(Source passage)

Fig. 3. FSH regulates GSIS via FSHR in pancreatic islets.

a GSIS in pancreatic islets from WT and KO female mice, with or without FSH, n = 10 repeats for each group. **P < 0.01; ^#P < 0.05, ^##P < 0.01 compared to 0 IU/L FSH group. b Perfusion analyses of dynamic GSIS in islets from WT, and KO female mice. Each islet sample was pooled from at least three animals, n = 3 technical replicates, *P < 0.05 0 IU/L vs. 10 IU/L, ^#P < 0.05 10 IU/L vs. 100 IU/L. All the data were presented as mean ± s.e.m. and analyzed by one-way ANOVA. Statistical details are in Supplementary Table 2. Source data are provided as a Source data file.

Fig. 4. High circulating levels of FSH impaired glucose tolerance and insulin secretion.

(End Source passage)
(Supplied information)

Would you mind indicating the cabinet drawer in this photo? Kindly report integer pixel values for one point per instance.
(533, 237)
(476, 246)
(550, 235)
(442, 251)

(End Supplied information)

What the exercise asks:
Answer these questions using the figure captions.
(a) How many technical replicates were used in the perfusion analyses of dynamic GSIS?
(b) Which statistical method was used to analyze the data in Fig. 3?
(c) According to its title, what did high circulating levels of FSH impair in Fig. 4?

Answer to the problem:
(a) Three (n = 3 technical replicates).
(b) One-way ANOVA.
(c) Glucose tolerance and insulin secretion.